[Start of section]

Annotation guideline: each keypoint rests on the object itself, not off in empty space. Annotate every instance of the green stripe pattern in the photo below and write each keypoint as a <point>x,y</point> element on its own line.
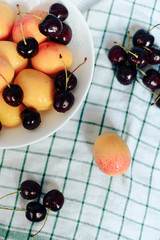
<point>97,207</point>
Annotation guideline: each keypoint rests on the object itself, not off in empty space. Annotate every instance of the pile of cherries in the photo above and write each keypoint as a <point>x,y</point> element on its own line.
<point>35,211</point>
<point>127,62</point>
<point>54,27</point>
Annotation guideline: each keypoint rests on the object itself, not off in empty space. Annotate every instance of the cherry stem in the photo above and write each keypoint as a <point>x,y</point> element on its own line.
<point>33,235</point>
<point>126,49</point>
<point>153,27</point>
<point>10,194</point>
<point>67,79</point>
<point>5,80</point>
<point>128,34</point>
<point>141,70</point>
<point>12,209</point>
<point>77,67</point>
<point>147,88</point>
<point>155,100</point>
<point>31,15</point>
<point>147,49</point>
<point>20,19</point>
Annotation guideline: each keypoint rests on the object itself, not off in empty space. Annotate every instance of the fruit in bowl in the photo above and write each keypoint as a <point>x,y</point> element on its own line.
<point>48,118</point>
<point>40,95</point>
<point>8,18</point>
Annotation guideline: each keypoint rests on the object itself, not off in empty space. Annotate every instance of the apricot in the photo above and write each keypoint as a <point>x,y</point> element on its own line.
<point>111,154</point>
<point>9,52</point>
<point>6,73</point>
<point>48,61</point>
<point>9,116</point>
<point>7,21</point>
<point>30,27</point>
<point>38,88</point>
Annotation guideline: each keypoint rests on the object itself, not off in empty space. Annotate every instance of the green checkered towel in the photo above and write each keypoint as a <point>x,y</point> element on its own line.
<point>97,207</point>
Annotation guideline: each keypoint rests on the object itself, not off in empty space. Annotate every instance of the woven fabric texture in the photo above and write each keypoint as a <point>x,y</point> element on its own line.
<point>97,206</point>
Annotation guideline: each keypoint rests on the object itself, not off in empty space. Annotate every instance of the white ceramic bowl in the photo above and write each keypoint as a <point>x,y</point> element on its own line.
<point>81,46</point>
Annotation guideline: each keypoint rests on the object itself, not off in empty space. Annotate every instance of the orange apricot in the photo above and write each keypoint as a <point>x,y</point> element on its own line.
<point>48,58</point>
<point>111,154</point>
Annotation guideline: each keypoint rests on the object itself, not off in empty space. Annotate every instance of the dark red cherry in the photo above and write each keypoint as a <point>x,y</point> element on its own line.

[End of section]

* [EXERCISE INSTRUCTIONS]: Print only the lines from the one with "of the white" to the end of the records, both included.

* [RESPONSE TO THE TASK]:
Annotation guideline: each keypoint rests on the object itself, not off in empty space. Annotate every instance of the white ceramic bowl in the photo above and write each keypoint as a <point>x,y</point> element on its own line.
<point>81,46</point>
Annotation guideline: each keypoint rests on the object itself, not off in empty space. Annotate every instance of the orange apricot in the photo above and write each keypoint as a <point>x,y</point> element on its own line.
<point>48,58</point>
<point>111,154</point>
Annotation guideline: each keypoint rests on the object itself, not off in empty space. Annotate every instance of the dark red cherry in the photo above and write each keypoint as a <point>x,y</point> element on its own line.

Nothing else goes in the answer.